**USING THE INFORMATION**
A. Answer these questions using the interview transcript on long COVID:
(i) For about how long has the speaker been using the described protocol?
(ii) Which organization built the protocol?
(iii) During which months after infection did Robert Downey's energy still not return?
B. Continue the interview transcript on long COVID from the point where it ends.

**GIVEN PASSAGE**
........

So for our participants, I think what I’d like them to know is that as long as you’re in the ballpark with things that are well documented to reset the affected mechanisms of SARS cov two virus and Covid, the body knows the way. And this again is one of the things and anytime we focus on disease, disease, disease, we don’t necessarily know we’re doing it. But we forget the fundamental premise you and I learned which is the body knows the way we only have to reset a number of these mechanisms in our body can get back to its native vitality. So my protocol is a lot different than dan collages and it doesn’t differentiate between neuro covid. It’s just it’s for folks that aren’t who they were three months after. And again they don’t have to have tested positive because these principles are so safe. So that’s what I’ve been doing for about 2.5 years. And this is a protocol built by the Institute for functional Medicine around resistance resilience and recovery, Resistance to getting it resilience in the face of it and the best possible recovery.
Nafysa Parpia, ND
I love it because that’s what brings hope to people right knowing that their body does know the way all we have to do is find two. They’re not broken. You know, I’m not going to be the same again. But it’s not true. We can get people back.
Robert Downey, MD
Yeah. The stories out there of folks who are being disabled by this is intimidating. And so people can end up with a little sort of holographic model on the support of their consciousness that they’re going to be disabled and that is sending signaling streams through the body that it’s a dark and dire situation. And so those really simple things that almost sound fantastical or silly of just a Polaroid on the pinup board of our consciousness of us well is important and I should say I had long covid myself because months four and five after I had it this summer then my energy still wasn’t back. And I experienced firsthand this feeling of intimidation of having the virus that during the first months seeing what was happening in Italy was so shocking and we all have so many of these sort of graven images on our consciousness of what can go awry when we’re overly vulnerable.
So I’ve been through the journey myself and kind of had to do the same thing I recommend to my patients which is to say hey we’ve dealt with nasty viruses for millennia, our body knows how to do this. We just haven’t seen this flavor before. And once you get used to the novel flavor of this virus you can again come full circle back to trusting your strength, use laser targeted mechanisms for reversal, be really artful about what you deploy. And I think today a good thing to talk about also would just be if people are overwhelmed at work or they have a mental emotional spiritual dilemma. I think we should briefly at least talk about two cases I’ve seen that I think are very illustrative of how you can’t supplement your way out of a lifestyle deficit and you can’t lifestyle your way out of a mental emotional spiritual hole. So those might be productive domains also, both of those are so correct.
Nafysa Parpia, ND
Why don’t you tell us about the patients?
Robert Downey, MD
Yeah.
Nafysa Parpia, ND
Thanks to cases.

........

**PROVIDED MATERIAL**
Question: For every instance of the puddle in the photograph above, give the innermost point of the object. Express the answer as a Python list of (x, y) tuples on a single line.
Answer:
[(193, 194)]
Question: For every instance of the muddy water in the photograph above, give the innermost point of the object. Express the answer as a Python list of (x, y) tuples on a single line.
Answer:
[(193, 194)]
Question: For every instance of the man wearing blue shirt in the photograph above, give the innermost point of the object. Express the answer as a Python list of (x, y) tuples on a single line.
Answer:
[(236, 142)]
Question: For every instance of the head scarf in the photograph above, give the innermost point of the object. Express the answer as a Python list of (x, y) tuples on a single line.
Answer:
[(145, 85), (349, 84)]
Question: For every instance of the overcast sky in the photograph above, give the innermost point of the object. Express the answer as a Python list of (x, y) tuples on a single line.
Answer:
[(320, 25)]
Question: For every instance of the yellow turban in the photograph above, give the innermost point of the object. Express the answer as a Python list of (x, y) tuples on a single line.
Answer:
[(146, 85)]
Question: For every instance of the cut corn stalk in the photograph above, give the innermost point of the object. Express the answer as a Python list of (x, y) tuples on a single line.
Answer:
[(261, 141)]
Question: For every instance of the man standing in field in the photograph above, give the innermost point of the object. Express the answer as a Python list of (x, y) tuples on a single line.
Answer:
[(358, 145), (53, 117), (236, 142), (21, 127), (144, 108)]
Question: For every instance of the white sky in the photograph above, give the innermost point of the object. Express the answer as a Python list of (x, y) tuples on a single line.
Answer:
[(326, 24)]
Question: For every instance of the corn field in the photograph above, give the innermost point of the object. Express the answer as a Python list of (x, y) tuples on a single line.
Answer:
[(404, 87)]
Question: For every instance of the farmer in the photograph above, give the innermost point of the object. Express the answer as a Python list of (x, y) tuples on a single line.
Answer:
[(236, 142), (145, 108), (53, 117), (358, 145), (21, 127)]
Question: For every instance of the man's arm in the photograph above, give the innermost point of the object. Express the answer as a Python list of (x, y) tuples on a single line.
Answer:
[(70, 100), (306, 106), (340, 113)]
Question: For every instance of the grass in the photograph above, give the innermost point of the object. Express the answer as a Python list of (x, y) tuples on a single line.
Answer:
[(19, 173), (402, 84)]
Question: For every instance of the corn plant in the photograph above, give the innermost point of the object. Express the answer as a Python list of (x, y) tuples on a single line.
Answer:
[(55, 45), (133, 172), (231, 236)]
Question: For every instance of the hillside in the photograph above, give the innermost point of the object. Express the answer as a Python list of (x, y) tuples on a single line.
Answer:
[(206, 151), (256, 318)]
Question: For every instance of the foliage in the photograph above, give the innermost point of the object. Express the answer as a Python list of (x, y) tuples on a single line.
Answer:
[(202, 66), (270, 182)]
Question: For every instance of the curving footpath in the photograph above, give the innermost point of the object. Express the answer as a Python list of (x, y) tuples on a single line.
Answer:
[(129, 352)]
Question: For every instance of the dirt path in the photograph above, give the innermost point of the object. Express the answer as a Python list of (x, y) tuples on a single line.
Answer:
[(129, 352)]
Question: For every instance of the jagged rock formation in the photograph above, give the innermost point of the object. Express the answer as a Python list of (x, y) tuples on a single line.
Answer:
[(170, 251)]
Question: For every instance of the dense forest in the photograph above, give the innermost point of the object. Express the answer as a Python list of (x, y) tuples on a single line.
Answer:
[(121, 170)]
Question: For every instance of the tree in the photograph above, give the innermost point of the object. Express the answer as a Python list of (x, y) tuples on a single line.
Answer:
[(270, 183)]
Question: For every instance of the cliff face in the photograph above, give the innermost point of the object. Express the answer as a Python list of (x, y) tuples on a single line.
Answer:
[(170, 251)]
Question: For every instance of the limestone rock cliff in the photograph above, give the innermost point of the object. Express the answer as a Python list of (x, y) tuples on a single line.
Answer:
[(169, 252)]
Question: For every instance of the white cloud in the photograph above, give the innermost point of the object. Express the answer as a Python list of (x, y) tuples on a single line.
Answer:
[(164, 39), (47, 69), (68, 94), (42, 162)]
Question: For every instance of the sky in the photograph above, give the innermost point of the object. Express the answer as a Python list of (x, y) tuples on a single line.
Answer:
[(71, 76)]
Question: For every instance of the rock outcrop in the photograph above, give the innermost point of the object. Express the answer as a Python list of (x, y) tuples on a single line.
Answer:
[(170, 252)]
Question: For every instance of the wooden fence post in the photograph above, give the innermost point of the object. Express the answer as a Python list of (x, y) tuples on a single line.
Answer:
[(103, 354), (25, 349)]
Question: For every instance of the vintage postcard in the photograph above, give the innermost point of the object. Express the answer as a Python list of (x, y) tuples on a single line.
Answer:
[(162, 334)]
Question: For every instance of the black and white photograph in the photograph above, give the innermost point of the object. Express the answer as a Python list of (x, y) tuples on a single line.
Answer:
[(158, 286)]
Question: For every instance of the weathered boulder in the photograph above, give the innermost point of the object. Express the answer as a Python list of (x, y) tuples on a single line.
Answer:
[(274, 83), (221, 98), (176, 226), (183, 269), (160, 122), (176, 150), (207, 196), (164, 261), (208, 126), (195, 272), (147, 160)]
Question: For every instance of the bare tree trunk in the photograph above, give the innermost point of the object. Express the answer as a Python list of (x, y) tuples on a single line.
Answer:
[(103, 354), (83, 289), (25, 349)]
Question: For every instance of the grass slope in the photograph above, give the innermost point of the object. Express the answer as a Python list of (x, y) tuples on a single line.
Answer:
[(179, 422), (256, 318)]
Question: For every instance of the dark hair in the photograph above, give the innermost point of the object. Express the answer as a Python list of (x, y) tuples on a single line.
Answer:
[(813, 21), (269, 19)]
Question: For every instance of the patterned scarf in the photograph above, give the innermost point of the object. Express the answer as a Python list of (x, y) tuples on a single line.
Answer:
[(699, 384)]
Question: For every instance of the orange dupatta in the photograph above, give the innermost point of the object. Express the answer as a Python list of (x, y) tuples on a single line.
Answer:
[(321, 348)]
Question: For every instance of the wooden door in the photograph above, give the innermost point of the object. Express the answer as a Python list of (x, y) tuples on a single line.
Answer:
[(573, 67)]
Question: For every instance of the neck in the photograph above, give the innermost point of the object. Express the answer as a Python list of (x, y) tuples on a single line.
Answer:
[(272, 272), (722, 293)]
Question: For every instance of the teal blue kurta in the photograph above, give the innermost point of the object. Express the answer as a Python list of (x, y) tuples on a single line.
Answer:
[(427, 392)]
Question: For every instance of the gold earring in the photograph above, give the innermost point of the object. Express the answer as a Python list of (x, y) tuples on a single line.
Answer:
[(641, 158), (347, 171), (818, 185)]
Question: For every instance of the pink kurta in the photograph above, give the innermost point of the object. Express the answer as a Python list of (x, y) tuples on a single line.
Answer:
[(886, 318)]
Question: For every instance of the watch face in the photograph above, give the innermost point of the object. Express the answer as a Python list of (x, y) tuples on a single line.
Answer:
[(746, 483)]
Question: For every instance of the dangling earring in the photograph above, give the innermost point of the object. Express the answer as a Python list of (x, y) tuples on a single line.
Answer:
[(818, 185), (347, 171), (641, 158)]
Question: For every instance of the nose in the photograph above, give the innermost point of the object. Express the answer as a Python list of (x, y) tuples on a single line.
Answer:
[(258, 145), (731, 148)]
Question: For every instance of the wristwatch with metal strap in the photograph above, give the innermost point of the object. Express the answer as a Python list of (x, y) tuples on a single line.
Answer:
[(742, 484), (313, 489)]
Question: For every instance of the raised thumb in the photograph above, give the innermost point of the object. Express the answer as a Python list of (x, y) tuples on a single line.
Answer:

........

**ANSWERS FOR THIS EXERCISE**
A.
(i) About 2.5 years.
(ii) The Institute for Functional Medicine.
(iii) Months four and five.

B.
Robert Downey, MD
Yeah. So a lot of my day is folks who are sophisticated, they’re really interested in supplements. But I think because those of us living in the United States were sort of surrounded by normal, that isn’t normal. So folks are overworked, They’re buried in digital media, etcetera. Or they have multiple stressors and they feel like, well, everybody else is this way too. So this must be normal, but it’s not. And so one key conversation I had with this heroic person who is an educator and they were doing all the right things to recover from long covid and they were horrified because they weren’t getting better. The brain fog was amongst the most terrifying of symptoms for obvious reasons. This kind of this feeling of like I need to use my brain to get better, but my brain is not working. And I said, you need, you need a work note that you have a medical problem and you need to have a limited number of hours. And so this person was blown away that their doctor would legitimize this phenomenon and take a stand and say to the workplace and this person end up using the, you know, federally Federal protections that are available to people who work. So family medical leave Act, et cetera because they ended up having to really reduce the workload and now they’re 90% back to normal 90% of the time. And the game changer wasn’t the supplements, the game changer was too much energy was getting sucked up by work stress. It did not leave enough energy and vitality in that person’s bank account to how important that is
Nafysa Parpia, ND
Because you’re so right. We are so sucked into our stresses, our devices having to keep up with everything nonstop and stress out immune dysregulation
Robert Downey, MD
And it’s so inconvenient to have to make changes there. Even I run into this all the time, the person say they’ll say I’ll do anything and then we say what about this? And it was like, no, no, not that other important one which blew me away even more. This person was doing all the right things too. But they had some unresolved identity and spiritual clarity issues And it turned out this person, we had thrown everything in the kitchen sink, supplement wise, meditation wise, restorative practice wise, etcetera. And I would talk to this person and they would be in bed And they were really getting blown away. But it turned out for them, it was really important to work with a faith-based therapist.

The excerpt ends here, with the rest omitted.